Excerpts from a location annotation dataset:
- - - - - - -
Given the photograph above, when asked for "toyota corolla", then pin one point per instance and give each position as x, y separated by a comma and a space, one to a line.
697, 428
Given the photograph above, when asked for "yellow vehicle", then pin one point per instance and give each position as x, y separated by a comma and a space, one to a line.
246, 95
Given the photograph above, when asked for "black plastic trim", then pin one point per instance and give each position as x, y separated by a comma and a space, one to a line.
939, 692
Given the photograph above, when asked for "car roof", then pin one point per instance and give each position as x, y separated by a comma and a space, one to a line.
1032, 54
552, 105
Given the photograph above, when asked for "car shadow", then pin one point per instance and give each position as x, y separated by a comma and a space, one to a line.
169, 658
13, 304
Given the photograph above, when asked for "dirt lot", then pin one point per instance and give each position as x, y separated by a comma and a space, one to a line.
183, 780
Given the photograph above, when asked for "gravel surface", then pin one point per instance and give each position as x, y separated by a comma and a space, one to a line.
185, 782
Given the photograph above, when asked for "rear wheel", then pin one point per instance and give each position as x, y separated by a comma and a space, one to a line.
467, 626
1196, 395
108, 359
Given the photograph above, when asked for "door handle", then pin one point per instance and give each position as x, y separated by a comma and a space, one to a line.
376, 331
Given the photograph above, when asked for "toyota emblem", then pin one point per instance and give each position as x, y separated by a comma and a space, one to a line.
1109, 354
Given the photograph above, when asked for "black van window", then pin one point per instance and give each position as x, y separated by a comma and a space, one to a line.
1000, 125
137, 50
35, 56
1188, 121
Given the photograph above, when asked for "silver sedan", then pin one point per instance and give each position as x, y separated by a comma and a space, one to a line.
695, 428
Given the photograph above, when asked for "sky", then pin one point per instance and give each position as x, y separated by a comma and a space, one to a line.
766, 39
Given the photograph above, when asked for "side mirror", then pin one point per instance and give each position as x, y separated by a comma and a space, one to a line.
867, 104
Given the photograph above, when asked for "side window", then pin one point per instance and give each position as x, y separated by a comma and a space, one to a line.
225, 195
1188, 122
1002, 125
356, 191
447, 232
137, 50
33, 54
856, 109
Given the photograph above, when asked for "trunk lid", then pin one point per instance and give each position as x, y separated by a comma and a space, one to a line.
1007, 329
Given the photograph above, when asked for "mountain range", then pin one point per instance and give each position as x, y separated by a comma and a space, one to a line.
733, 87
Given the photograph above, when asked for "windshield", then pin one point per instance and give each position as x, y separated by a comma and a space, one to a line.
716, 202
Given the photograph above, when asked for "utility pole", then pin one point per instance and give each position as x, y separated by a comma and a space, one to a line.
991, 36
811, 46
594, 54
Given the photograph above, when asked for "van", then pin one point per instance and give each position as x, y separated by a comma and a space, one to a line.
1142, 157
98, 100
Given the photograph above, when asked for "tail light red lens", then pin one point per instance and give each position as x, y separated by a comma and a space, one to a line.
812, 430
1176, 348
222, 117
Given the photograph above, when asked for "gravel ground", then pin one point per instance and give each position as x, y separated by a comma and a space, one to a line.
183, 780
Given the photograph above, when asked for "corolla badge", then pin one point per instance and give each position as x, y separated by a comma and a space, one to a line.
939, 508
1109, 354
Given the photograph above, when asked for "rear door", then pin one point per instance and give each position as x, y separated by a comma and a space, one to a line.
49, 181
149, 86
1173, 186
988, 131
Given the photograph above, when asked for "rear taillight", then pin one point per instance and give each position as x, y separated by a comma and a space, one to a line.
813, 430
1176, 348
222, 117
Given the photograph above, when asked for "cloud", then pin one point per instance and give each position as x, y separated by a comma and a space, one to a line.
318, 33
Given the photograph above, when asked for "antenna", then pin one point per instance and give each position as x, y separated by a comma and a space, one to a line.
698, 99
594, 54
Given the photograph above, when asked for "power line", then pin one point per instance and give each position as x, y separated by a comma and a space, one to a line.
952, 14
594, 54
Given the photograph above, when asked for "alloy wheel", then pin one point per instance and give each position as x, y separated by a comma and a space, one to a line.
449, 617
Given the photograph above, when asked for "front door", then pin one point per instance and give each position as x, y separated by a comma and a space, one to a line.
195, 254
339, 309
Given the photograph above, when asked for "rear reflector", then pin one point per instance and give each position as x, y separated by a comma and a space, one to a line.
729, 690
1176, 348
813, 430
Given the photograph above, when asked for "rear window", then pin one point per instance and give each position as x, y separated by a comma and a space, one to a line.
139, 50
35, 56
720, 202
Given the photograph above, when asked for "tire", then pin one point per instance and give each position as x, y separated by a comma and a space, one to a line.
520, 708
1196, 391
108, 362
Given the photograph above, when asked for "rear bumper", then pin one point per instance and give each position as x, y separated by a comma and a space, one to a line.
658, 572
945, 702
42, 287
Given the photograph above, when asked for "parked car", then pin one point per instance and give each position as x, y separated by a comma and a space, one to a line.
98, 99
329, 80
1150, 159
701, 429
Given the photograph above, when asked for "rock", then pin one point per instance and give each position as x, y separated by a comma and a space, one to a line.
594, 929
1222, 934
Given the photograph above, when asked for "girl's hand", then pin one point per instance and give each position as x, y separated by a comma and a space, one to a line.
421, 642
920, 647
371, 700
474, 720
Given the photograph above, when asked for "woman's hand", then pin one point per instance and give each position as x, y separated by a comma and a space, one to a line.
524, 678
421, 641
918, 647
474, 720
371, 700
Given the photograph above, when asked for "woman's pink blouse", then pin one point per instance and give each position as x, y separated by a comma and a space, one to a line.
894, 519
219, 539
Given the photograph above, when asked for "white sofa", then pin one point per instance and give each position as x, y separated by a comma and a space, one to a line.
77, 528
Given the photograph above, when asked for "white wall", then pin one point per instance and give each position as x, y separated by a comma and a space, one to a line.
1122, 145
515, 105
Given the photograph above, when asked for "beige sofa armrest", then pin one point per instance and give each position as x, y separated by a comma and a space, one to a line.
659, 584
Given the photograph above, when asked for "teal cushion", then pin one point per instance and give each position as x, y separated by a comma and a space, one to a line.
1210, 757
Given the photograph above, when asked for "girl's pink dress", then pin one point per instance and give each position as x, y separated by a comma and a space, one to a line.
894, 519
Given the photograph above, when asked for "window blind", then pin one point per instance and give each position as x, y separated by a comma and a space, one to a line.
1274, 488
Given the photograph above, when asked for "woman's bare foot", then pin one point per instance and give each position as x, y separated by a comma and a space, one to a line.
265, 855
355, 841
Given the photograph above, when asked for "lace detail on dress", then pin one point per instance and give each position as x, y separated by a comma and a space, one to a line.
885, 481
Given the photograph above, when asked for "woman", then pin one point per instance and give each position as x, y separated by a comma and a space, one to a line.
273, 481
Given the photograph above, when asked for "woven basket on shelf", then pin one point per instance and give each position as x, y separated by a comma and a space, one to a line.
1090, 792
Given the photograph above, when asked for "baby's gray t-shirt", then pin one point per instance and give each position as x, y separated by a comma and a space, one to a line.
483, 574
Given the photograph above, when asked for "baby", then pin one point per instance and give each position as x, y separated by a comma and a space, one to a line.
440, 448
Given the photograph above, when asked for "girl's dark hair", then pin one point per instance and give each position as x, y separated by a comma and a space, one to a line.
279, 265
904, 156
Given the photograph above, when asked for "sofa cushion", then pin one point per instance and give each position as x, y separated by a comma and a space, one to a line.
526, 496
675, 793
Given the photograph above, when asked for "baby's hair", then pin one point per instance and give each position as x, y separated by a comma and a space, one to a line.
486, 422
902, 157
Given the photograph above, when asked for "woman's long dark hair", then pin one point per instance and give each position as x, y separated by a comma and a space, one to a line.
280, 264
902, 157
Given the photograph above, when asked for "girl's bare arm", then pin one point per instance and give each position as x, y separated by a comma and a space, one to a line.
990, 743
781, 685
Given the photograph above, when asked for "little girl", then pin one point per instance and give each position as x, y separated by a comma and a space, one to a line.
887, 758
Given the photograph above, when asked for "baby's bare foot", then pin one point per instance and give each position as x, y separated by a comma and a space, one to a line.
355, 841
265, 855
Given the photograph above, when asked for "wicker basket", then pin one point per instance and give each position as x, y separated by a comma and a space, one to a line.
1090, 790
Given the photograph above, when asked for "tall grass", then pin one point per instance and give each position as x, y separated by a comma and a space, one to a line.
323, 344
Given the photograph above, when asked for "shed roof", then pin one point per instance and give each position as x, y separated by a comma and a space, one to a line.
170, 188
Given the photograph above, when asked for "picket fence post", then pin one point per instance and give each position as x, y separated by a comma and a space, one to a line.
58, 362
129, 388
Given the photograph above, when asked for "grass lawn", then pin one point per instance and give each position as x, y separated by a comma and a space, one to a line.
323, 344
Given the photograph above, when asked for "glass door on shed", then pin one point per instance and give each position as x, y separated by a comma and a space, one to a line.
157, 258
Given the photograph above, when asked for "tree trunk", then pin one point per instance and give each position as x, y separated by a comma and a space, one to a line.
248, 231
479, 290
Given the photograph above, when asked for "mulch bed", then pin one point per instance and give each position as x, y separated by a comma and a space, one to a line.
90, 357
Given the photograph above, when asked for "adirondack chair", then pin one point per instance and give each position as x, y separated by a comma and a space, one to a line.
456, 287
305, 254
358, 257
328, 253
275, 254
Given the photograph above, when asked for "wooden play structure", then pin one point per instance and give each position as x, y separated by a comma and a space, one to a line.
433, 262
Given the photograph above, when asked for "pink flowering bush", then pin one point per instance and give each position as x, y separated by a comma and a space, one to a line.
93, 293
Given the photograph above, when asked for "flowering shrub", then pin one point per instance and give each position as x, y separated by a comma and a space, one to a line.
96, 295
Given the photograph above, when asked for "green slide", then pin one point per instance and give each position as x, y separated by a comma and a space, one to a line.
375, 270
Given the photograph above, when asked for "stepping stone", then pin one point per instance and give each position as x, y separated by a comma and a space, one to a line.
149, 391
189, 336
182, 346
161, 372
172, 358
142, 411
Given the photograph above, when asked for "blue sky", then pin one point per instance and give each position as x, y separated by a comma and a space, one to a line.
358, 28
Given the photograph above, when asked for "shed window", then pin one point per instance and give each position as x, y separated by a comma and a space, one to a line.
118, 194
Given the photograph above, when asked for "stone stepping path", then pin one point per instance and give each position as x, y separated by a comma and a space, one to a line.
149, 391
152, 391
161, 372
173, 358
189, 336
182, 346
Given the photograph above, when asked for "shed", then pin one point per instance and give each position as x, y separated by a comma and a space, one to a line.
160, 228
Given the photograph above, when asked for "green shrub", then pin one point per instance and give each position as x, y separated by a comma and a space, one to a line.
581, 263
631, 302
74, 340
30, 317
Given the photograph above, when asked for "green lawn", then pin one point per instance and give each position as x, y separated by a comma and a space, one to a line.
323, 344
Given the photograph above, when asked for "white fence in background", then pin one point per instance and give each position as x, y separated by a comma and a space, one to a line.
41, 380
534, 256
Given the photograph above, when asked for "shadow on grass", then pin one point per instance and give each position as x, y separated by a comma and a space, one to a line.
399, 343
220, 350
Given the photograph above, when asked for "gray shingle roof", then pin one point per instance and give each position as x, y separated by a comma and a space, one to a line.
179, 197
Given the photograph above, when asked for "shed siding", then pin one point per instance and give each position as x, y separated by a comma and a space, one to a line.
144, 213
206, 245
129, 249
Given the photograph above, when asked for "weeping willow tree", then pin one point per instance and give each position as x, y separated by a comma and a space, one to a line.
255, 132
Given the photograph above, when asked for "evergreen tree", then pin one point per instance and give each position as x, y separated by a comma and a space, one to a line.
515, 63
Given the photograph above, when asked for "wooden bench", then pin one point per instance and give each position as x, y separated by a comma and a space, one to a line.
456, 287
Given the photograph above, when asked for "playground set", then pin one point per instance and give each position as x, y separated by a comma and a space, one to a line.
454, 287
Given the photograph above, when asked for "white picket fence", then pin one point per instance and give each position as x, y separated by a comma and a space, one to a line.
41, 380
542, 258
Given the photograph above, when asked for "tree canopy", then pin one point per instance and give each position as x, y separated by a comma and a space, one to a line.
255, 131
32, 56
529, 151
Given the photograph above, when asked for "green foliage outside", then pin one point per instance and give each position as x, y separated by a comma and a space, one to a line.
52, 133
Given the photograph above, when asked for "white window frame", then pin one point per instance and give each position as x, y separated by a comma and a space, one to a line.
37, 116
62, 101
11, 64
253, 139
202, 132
- - - - - - -
**Do this:** List every line in the entries above that contains the word "lawn", copying each line in full.

**Answer in full:**
Given the photograph above, when asked for "grass lawn", then pin one point per instance and give each position as x, y separated by a comma and a space, one to a line.
Given the photograph above, when asked for "green lawn", then pin one point per instance and give each position as x, y separated by a comma and a space, one to a line.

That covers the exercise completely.